▸ Selected passage:

▽

Allan Fung: ‘Listen: pension reform … has to happen’March 28th, 2011 at 11:25 am by Ted Nesi under General Talk, Nesi's Notes
Cranston Mayor Allan Fung took to the pages of The Providence Journal this morning to offer a tough critique of Governor Chafee’s proposed MAST Fund. The headline: “A colossal stealth property-tax hike.” Fung said MAST will only make cities and towns’ financial situations worse unless it’s paired with legislation allowing them to cut pension and retiree health benefits.
I talked with Fung this morning to get a better sense of his concerns and what he wants from the governor. The transcript has been lightly edited for clarity.
Aren’t you blaming Governor Chafee for something that’s Cranston’s fault? He didn’t force the city to promise generous benefits and then fail to fund them.
It’s not just a funding problem. I think this is indicative of all pension plans, whether it’s local, state or even the federal plans that we have right now. It’s a combination of the sins of the past, not only from a failure to fund them, but also the problem of generous benefits. And what I was saying in my editorial was, look, we cannot – cannot – just see this as a revenue problem, where all you’re doing is raising taxes to meet your obligations, because all you will do is crush the taxpayers. There has to be some corresponding reforms of those generous benefits, to peel them back so it’s not as burdensome on the taxpayers.
Have you approached your own unions there in Cranston about that and tried to bargain with them? I know Mayor Taveras is looking at that in Providence.
In the past I have. For instance, one of the big successes that I had was with my Teamsters. I think that was probably one of the first unions in the state that has agreed to move new employees out of a defined-benefits plan and into a defined-contribution plan, and I was able to get the enabling legislation passed last year so any new Teamsters – and they’re all the municipal City Hall employees – are now no longer in a pension plan. So that’s one of the big first steps that we have to move towards.

△

▸ Short problem: Write the next part of the interview with Allan Fung on pension reform, picking up after his last answer. The listing that comes next has nothing to do with this.

▸ Record excerpts:
▽

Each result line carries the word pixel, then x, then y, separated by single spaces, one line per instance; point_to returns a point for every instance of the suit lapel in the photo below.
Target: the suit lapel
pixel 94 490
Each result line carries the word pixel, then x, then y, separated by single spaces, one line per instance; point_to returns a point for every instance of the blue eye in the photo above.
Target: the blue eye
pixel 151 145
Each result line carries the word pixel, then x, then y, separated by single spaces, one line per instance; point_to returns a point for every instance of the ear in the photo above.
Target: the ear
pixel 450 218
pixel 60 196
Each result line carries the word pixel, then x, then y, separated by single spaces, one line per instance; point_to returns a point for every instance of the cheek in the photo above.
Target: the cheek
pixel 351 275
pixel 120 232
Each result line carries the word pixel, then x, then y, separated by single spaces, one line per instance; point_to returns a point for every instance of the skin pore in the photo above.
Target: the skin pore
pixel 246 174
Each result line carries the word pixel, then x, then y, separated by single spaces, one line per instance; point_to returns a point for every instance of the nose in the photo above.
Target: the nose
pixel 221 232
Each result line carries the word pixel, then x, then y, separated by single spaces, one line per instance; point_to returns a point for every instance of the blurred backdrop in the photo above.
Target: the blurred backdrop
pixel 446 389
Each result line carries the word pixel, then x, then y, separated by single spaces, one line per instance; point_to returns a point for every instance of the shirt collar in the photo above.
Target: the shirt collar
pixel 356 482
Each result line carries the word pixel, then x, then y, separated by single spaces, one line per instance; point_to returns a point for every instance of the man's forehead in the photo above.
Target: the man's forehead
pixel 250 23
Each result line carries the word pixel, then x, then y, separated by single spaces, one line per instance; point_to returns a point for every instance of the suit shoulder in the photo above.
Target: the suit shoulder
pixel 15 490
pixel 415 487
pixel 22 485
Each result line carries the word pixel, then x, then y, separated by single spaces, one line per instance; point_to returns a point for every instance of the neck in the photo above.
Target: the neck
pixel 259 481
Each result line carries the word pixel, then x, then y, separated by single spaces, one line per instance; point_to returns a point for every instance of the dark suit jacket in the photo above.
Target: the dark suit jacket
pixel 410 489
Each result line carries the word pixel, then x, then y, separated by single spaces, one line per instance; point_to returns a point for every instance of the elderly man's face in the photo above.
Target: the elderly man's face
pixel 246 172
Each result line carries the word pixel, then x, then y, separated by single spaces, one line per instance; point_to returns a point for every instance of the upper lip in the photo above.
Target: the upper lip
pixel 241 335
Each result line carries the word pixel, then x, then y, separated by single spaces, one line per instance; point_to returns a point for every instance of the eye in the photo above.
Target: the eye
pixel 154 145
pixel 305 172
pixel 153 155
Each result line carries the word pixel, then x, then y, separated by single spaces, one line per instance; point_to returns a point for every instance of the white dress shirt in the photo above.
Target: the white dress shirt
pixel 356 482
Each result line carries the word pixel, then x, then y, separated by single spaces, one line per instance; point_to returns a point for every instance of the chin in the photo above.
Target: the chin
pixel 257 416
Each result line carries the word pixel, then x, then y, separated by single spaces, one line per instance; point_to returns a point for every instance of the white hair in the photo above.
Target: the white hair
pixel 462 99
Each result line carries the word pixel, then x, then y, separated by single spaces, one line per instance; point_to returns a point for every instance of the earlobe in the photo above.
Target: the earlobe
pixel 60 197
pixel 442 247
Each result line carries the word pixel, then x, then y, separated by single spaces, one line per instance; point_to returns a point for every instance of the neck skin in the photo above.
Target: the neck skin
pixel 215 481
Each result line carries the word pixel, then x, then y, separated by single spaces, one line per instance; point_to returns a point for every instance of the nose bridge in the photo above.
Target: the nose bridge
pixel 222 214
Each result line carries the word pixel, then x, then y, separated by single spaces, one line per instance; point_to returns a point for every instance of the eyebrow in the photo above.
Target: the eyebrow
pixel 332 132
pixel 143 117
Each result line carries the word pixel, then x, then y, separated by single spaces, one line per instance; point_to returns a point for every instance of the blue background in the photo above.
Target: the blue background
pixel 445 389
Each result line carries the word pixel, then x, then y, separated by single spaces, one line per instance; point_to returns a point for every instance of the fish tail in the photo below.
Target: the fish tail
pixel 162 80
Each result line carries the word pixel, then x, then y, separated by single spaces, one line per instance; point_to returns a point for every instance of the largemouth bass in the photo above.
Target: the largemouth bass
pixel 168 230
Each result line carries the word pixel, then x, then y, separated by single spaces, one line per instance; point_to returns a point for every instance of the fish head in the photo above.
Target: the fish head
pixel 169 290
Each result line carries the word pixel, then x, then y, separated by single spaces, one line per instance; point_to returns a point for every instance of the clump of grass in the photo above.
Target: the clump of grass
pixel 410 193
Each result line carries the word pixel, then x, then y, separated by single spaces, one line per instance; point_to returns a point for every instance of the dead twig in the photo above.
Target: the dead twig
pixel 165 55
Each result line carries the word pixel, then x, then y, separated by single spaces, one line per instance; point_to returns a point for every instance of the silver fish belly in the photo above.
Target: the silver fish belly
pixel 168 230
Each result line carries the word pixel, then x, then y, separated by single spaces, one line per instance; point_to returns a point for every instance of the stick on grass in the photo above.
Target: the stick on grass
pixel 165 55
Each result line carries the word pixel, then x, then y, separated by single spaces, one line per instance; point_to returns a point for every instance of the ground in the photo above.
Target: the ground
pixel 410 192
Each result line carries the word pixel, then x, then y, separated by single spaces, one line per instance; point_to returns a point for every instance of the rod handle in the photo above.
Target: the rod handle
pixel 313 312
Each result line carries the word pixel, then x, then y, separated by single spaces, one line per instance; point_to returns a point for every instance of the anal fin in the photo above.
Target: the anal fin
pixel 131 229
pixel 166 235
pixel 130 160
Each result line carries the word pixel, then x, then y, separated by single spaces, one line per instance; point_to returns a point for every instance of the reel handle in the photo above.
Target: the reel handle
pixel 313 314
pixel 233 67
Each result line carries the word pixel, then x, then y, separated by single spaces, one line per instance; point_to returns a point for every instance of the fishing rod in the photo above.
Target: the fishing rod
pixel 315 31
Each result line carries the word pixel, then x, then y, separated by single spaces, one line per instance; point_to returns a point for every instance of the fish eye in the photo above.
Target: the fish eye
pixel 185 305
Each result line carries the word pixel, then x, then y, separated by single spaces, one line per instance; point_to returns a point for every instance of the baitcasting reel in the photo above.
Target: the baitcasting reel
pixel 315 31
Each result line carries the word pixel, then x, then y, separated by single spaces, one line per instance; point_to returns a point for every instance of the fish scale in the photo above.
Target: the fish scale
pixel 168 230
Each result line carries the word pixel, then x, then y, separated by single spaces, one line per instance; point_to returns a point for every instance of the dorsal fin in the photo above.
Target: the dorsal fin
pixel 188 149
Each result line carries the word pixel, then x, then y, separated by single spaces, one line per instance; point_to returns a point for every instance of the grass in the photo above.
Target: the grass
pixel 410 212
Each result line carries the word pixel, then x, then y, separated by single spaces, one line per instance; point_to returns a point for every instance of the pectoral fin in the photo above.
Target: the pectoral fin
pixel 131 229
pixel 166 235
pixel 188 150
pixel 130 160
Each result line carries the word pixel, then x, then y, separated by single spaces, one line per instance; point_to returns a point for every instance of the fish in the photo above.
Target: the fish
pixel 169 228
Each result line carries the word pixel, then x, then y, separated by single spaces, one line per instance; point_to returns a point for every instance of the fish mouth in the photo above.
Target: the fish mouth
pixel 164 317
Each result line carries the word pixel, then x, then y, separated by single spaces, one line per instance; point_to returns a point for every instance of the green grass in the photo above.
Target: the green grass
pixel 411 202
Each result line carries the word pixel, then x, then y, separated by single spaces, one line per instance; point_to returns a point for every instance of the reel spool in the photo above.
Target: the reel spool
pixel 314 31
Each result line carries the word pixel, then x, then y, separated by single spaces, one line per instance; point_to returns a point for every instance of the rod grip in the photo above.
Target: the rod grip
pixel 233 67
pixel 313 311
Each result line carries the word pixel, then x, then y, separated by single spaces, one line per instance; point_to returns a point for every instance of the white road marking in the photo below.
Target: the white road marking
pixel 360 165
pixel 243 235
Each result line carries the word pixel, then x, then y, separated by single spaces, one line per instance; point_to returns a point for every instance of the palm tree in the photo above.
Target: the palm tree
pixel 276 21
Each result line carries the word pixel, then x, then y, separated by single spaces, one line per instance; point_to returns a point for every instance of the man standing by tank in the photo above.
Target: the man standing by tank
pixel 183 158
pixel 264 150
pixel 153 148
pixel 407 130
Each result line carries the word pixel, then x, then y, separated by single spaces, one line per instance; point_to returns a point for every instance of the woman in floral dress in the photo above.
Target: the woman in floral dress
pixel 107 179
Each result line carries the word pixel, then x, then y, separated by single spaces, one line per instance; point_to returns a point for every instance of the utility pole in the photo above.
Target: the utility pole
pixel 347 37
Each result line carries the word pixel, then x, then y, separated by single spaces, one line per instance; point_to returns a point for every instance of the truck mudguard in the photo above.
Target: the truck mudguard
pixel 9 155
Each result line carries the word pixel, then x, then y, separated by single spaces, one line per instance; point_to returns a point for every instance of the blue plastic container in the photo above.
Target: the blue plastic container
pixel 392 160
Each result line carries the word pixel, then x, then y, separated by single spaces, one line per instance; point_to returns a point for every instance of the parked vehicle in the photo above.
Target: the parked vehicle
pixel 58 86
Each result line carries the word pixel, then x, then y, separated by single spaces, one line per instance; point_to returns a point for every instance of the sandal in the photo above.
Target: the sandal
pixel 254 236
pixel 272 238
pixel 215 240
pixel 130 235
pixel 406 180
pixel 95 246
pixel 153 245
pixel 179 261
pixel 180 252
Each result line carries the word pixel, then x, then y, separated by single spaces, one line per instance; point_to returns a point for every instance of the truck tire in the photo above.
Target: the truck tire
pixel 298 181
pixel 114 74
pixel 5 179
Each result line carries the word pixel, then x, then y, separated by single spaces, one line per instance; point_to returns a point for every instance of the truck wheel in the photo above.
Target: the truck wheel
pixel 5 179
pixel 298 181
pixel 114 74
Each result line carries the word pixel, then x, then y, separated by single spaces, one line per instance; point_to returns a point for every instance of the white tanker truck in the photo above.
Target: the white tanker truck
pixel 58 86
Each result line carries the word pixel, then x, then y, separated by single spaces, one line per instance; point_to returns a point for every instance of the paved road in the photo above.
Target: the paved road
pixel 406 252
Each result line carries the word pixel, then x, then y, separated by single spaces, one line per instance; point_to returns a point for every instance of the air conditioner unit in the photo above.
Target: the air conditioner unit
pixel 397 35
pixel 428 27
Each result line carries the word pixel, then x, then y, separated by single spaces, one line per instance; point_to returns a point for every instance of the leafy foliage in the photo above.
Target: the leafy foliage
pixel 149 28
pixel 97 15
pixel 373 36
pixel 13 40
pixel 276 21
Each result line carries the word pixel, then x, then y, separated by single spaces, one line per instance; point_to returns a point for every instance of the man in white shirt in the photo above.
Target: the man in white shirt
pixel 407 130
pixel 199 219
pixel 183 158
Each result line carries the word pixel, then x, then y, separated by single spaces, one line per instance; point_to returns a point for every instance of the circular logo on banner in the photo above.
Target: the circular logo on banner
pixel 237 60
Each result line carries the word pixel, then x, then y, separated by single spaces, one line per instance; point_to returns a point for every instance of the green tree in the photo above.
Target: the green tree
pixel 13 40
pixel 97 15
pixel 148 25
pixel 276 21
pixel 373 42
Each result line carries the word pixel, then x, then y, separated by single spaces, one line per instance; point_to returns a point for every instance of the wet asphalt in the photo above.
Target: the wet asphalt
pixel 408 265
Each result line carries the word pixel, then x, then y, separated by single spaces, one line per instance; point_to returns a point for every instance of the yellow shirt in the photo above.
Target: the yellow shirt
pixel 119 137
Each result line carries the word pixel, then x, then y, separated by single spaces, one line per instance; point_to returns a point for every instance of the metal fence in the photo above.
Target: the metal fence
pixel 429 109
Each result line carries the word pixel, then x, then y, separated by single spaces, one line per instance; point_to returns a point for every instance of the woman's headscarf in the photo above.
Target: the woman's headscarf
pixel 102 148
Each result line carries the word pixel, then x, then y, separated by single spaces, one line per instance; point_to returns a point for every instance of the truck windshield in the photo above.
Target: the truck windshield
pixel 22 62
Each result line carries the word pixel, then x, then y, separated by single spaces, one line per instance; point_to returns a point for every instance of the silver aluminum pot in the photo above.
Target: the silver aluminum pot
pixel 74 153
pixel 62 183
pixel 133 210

△

▸ Written answer:
How about the other unions? Have you tried with them?
Yes. It’s difficult, because with the police and fire we were in concession discussions. Pension discussions did come up, and they will still come up; in fact, I’ve sent letters to them because of the governor’s MAST proposal to try to initiate discussions to peel back on some of those benefits if possible.
But the difficult question it comes down to is about those that are vested and retired: Who represents them? That’s one of the difficulties that we’re going to encounter because for some, the unions may not represent them. And that’s always been this question that’s been hanging out there.
Someone may read this and wonder why the state needs to be involved. Why can’t cities and towns just go ahead and make these changes on their own?
When I was on the City Council and former Mayor Laffey was mayor at the time, we tried to peel back some of these benefits, particularly with police and fire, where we went after the compounding COLAs as well as the escalator when they hit age 55. We lost in Superior Court, and the judge had a well-reasoned opinion. So it’s very difficult to just do it locally, because [these benefits are] in the collective-bargaining agreements [CBAs].
As I said in the editorial, these should never have been put into collective bargaining – they should have been either by statute or by ordinance, just like the state does, so that you can reform those types of benefits. That’s why we need the state’s help because on the local level they are in the CBA, at least on a going-forward basis, with enabling legislation to allow us to take some of this stuff out of the CBA or even peel it back.
We need that help and we need it now, because we can’t continue to have these constant struggles with the various unions, some willing to change, some not. There should be some uniformity at all levels, not only for Cranston but for every city and town across Rhode Island.
That sounds like it would be an epic fight, convincing the General Assembly to remove retirement benefits from collective bargaining. I know you think doing so is necessary, but politically – you’re a politician, do you think it’s plausible?
Listen: pension reform as well as retiree benefits reform, particularly their health care, has to happen. As that op-ed shows, it’s becoming unsustainable, because as much as I’ve been cutting our operations in the City of Cranston for two successive years now – and this upcoming budget will have more cuts – what’s happening is those old legacy costs, those sins of the past, continue to grow. And as they continue to grow, you’re just cutting more into the bones of your operation, your services. So it’s not sustainable, and it’s not healthy for the efficient growth of any city and town or even the state.
How about the fairness issue? There will be retirees who hear this and think, I signed up and was promised a certain set of benefits, now you’re looking to take those away from me. What would you say to them?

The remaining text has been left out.